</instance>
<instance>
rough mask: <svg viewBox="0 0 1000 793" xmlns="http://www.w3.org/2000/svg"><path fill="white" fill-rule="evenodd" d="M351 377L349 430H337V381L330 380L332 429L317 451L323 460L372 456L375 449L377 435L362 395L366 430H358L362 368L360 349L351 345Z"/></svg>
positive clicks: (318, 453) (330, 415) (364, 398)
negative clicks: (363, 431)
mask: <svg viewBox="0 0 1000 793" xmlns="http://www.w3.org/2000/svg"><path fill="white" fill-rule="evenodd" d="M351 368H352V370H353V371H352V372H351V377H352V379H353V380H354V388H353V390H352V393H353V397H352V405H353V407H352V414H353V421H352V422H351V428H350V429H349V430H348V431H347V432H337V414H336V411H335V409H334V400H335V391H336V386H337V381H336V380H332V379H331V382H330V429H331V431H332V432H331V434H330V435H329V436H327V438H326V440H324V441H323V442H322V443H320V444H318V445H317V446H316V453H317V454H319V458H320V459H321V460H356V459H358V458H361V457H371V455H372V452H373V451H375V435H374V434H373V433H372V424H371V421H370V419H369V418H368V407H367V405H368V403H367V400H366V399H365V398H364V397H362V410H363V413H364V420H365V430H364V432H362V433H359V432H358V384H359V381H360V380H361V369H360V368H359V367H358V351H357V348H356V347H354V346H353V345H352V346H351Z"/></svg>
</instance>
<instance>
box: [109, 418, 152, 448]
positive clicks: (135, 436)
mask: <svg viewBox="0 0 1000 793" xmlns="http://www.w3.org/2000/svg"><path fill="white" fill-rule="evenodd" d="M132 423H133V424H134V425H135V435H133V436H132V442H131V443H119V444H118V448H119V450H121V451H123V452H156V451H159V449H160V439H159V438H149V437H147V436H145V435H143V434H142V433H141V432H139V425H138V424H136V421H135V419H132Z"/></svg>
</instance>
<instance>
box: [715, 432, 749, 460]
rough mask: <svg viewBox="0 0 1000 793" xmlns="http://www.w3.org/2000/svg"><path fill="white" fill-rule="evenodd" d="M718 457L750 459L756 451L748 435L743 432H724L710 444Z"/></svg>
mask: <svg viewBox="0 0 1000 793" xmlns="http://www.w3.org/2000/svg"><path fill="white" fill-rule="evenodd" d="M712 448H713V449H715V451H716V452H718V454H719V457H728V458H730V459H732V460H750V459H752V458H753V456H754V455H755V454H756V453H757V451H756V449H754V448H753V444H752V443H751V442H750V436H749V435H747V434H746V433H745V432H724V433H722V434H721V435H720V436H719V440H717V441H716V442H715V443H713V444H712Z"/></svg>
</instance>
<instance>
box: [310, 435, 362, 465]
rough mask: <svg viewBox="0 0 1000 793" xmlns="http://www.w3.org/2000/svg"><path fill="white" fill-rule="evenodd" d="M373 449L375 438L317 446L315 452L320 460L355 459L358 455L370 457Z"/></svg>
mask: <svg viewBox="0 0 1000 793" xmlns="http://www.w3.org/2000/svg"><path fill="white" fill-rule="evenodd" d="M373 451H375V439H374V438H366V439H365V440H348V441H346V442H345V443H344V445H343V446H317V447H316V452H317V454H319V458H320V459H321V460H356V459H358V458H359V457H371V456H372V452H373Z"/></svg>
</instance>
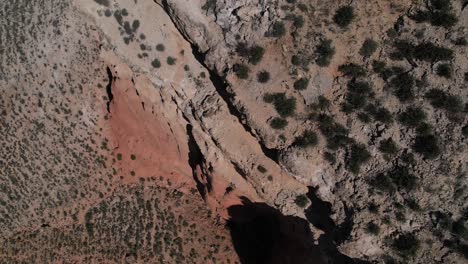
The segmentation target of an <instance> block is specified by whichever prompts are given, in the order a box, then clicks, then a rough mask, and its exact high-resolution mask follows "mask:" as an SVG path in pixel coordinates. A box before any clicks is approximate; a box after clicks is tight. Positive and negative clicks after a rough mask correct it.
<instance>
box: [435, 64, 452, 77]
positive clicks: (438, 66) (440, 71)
mask: <svg viewBox="0 0 468 264" xmlns="http://www.w3.org/2000/svg"><path fill="white" fill-rule="evenodd" d="M436 73H437V75H439V76H441V77H445V78H447V79H450V78H451V77H452V66H450V64H448V63H444V64H440V65H439V66H437V68H436Z"/></svg>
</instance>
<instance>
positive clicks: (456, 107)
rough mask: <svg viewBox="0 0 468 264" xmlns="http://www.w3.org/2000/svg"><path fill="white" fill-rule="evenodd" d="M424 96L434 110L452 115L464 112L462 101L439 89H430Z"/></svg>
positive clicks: (462, 102) (462, 103) (463, 107)
mask: <svg viewBox="0 0 468 264" xmlns="http://www.w3.org/2000/svg"><path fill="white" fill-rule="evenodd" d="M425 96H426V98H427V99H429V101H430V103H431V105H432V106H433V107H434V108H439V109H444V110H446V111H448V112H452V113H457V112H463V110H464V106H463V101H462V100H461V99H460V98H459V97H457V96H455V95H451V94H449V93H447V92H445V91H443V90H441V89H431V90H429V91H428V92H427V93H426V95H425Z"/></svg>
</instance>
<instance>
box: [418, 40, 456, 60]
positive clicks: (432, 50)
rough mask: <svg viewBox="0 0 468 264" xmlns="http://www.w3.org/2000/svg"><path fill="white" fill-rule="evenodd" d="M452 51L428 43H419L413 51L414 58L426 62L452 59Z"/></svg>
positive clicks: (449, 59) (452, 53) (425, 42)
mask: <svg viewBox="0 0 468 264" xmlns="http://www.w3.org/2000/svg"><path fill="white" fill-rule="evenodd" d="M453 57H454V55H453V50H450V49H447V48H443V47H439V46H436V45H434V44H432V43H430V42H425V43H421V44H419V45H418V46H416V48H415V50H414V58H416V59H418V60H422V61H427V62H432V63H434V62H437V61H444V60H451V59H453Z"/></svg>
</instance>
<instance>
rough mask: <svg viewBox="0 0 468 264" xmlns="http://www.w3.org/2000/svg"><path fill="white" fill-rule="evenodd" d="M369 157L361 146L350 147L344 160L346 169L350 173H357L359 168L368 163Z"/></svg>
mask: <svg viewBox="0 0 468 264" xmlns="http://www.w3.org/2000/svg"><path fill="white" fill-rule="evenodd" d="M370 158H371V155H370V153H369V151H367V149H366V146H365V145H363V144H358V143H355V144H353V145H352V146H351V149H350V151H349V153H348V157H347V159H346V168H347V169H348V170H349V171H350V172H352V173H356V174H357V173H359V171H360V168H361V166H362V165H363V164H364V163H366V162H367V161H369V160H370Z"/></svg>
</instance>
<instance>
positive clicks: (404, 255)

++++++++

▸ What needs to be done
Repeat every entry above exactly; images stay out of the copy.

▸ Answer to this problem
</instance>
<instance>
rough mask: <svg viewBox="0 0 1000 793" xmlns="http://www.w3.org/2000/svg"><path fill="white" fill-rule="evenodd" d="M351 377L349 430H337V381L330 380L332 429L317 451L323 460L372 456L375 449L377 435L362 395L366 430H358L362 368L360 349L351 345Z"/></svg>
positive clicks: (318, 453) (330, 415) (364, 398)
negative clicks: (363, 431)
mask: <svg viewBox="0 0 1000 793" xmlns="http://www.w3.org/2000/svg"><path fill="white" fill-rule="evenodd" d="M351 368H352V370H353V371H352V372H351V377H352V379H353V380H354V388H353V390H352V393H353V397H352V405H353V407H352V414H353V421H352V422H351V428H350V429H349V430H348V431H347V432H337V414H336V411H335V409H334V400H335V391H336V386H337V381H336V380H332V379H331V382H330V429H331V431H332V432H331V434H330V435H329V436H327V438H326V440H324V441H323V442H322V443H320V444H318V445H317V446H316V453H317V454H319V458H320V459H321V460H356V459H358V458H361V457H371V455H372V452H373V451H375V435H374V434H373V433H372V424H371V421H370V419H369V418H368V407H367V405H368V403H367V400H366V399H365V398H364V397H362V410H363V413H364V420H365V430H364V432H362V433H359V432H358V384H359V381H360V380H361V369H360V368H359V367H358V351H357V348H356V347H354V346H353V345H352V346H351Z"/></svg>
</instance>
<instance>
box: [109, 418, 152, 448]
positive clicks: (135, 436)
mask: <svg viewBox="0 0 1000 793" xmlns="http://www.w3.org/2000/svg"><path fill="white" fill-rule="evenodd" d="M132 423H133V424H134V425H135V435H133V436H132V442H131V443H119V444H118V448H119V450H121V451H123V452H156V451H159V449H160V439H159V438H149V437H147V436H145V435H143V434H142V433H141V432H139V425H138V424H136V421H135V419H132Z"/></svg>
</instance>
<instance>
box: [715, 432, 749, 460]
rough mask: <svg viewBox="0 0 1000 793" xmlns="http://www.w3.org/2000/svg"><path fill="white" fill-rule="evenodd" d="M718 457L750 459L756 451L748 435L743 432H724L710 444Z"/></svg>
mask: <svg viewBox="0 0 1000 793" xmlns="http://www.w3.org/2000/svg"><path fill="white" fill-rule="evenodd" d="M712 448H713V449H715V451H716V452H718V454H719V457H728V458H730V459H732V460H750V459H752V458H753V456H754V455H755V454H756V453H757V451H756V449H754V448H753V444H752V443H751V442H750V436H749V435H747V434H746V433H745V432H724V433H722V434H721V435H720V436H719V440H717V441H716V442H715V443H713V444H712Z"/></svg>
</instance>
<instance>
box: [310, 435, 362, 465]
rough mask: <svg viewBox="0 0 1000 793" xmlns="http://www.w3.org/2000/svg"><path fill="white" fill-rule="evenodd" d="M373 449L375 438L317 446L315 452L320 460L355 459L358 455L370 457Z"/></svg>
mask: <svg viewBox="0 0 1000 793" xmlns="http://www.w3.org/2000/svg"><path fill="white" fill-rule="evenodd" d="M373 451H375V439H374V438H366V439H365V440H348V441H346V442H345V443H344V445H343V446H317V447H316V452H317V454H319V458H320V459H321V460H356V459H358V458H359V457H371V456H372V452H373Z"/></svg>
</instance>
The segmentation target of an <instance> block is specified by whichever prompts are given, in the order a box, then clicks, then a rough mask, and its exact high-resolution mask follows "mask:" as an SVG path in pixel coordinates. A box before any clicks is approximate; a box after clicks is tight. Positive and negative clicks after a rough mask correct it.
<instance>
box: [435, 64, 452, 77]
positive clicks: (438, 66) (440, 71)
mask: <svg viewBox="0 0 468 264" xmlns="http://www.w3.org/2000/svg"><path fill="white" fill-rule="evenodd" d="M436 73H437V75H439V76H441V77H445V78H447V79H450V78H451V77H452V66H450V64H448V63H444V64H440V65H439V66H437V68H436Z"/></svg>
</instance>
<instance>
positive clicks: (456, 107)
rough mask: <svg viewBox="0 0 468 264" xmlns="http://www.w3.org/2000/svg"><path fill="white" fill-rule="evenodd" d="M424 96L434 110L452 115L464 112L462 101L439 89H430Z"/></svg>
positive clicks: (462, 102) (462, 103) (463, 107)
mask: <svg viewBox="0 0 468 264" xmlns="http://www.w3.org/2000/svg"><path fill="white" fill-rule="evenodd" d="M425 96H426V98H427V99H429V101H430V103H431V105H432V106H433V107H434V108H439V109H444V110H446V111H448V112H452V113H457V112H463V110H464V106H463V101H462V100H461V99H460V98H459V97H457V96H455V95H451V94H449V93H447V92H445V91H443V90H441V89H431V90H429V91H428V92H427V93H426V95H425Z"/></svg>
</instance>
<instance>
box: [418, 40, 456, 60]
positive clicks: (432, 50)
rough mask: <svg viewBox="0 0 468 264" xmlns="http://www.w3.org/2000/svg"><path fill="white" fill-rule="evenodd" d="M452 51L428 43H419L413 51L414 58L426 62L452 59Z"/></svg>
positive clicks: (449, 59) (452, 53) (425, 42)
mask: <svg viewBox="0 0 468 264" xmlns="http://www.w3.org/2000/svg"><path fill="white" fill-rule="evenodd" d="M453 57H454V55H453V50H450V49H447V48H443V47H439V46H436V45H434V44H432V43H430V42H425V43H421V44H419V45H418V46H416V48H415V50H414V58H416V59H418V60H422V61H427V62H432V63H434V62H437V61H444V60H451V59H453Z"/></svg>
</instance>
<instance>
rough mask: <svg viewBox="0 0 468 264" xmlns="http://www.w3.org/2000/svg"><path fill="white" fill-rule="evenodd" d="M369 157L361 146L350 147L344 160L346 169L350 173H357L359 168L368 163Z"/></svg>
mask: <svg viewBox="0 0 468 264" xmlns="http://www.w3.org/2000/svg"><path fill="white" fill-rule="evenodd" d="M370 158H371V155H370V153H369V151H367V149H366V146H365V145H363V144H358V143H355V144H353V145H352V146H351V149H350V151H349V153H348V157H347V159H346V168H347V169H348V170H349V171H350V172H352V173H356V174H357V173H359V171H360V168H361V166H362V165H363V164H364V163H366V162H367V161H369V160H370Z"/></svg>
</instance>
<instance>
positive clicks: (404, 255)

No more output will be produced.